TASK DESCRIPTION
Can you show every line of the material below that contains the string "woman", copying each one in full? Treat uppercase and lowercase letters as different.

DATASET ENTRIES

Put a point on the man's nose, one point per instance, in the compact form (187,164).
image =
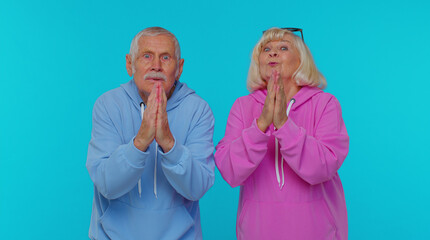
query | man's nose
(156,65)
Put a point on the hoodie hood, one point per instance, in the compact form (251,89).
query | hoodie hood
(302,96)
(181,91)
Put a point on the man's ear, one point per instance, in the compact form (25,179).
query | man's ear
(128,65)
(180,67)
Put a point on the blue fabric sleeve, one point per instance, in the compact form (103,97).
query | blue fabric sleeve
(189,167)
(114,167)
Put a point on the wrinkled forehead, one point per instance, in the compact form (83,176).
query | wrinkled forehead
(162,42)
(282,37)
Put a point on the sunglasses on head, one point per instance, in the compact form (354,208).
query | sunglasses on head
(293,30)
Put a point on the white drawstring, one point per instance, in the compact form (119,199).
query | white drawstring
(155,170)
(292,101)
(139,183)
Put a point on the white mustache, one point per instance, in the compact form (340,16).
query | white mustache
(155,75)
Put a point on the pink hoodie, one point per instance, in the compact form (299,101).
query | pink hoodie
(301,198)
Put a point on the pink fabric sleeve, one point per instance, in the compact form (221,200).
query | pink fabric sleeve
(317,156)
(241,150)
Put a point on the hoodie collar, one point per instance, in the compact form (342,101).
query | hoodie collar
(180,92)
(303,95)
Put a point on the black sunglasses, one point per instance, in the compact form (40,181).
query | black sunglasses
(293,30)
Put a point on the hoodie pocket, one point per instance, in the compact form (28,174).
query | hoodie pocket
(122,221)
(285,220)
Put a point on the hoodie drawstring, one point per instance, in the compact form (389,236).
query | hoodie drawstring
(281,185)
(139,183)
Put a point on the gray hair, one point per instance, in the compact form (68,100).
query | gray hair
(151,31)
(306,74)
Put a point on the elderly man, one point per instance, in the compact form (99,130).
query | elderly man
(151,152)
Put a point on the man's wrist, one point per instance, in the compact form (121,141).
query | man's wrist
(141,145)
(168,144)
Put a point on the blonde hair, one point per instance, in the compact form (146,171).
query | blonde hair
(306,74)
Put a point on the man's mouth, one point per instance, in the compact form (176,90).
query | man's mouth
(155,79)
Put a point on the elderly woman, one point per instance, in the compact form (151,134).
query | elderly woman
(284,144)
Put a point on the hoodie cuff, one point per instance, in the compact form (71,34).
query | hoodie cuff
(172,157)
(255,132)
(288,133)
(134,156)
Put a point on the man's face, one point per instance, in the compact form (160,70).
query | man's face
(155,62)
...
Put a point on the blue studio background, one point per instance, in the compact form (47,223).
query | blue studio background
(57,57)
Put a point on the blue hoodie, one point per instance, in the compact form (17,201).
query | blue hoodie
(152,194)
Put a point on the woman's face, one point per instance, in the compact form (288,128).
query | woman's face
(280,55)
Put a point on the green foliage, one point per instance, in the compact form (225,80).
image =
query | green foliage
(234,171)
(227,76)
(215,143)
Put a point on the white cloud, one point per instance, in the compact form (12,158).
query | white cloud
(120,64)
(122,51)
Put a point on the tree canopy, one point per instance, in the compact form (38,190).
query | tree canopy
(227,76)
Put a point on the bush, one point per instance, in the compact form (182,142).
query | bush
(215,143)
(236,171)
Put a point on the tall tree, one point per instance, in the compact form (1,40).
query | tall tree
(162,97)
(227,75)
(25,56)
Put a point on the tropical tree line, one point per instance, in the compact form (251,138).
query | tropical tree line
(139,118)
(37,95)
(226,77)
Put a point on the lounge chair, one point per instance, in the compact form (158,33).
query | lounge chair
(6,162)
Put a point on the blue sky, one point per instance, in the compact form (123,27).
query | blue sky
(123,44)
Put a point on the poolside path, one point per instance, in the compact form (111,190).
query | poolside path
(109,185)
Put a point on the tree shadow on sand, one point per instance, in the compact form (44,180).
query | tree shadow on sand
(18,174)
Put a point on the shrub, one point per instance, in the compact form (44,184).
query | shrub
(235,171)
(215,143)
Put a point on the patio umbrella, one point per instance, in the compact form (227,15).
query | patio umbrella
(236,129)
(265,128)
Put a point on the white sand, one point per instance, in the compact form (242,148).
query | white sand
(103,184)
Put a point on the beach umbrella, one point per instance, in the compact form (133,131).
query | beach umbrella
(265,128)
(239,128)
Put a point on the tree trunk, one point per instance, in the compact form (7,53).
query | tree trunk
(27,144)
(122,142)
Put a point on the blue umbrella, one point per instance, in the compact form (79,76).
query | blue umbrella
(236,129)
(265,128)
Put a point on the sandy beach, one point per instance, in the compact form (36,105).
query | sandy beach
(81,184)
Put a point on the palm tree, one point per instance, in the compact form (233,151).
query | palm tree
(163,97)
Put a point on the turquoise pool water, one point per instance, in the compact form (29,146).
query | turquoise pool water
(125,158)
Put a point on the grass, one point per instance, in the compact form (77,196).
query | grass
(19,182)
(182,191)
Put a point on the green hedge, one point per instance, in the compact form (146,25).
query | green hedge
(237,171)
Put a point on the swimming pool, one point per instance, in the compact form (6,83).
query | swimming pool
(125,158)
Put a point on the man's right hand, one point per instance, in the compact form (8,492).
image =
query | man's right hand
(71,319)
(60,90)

RESULT FOR THIS EXERCISE
Put a point on the elderly woman, one point per instance, in the compact form (151,134).
query | elderly woman
Put a point on the woman's face, one point per instance, in the compact form (288,128).
query | woman's face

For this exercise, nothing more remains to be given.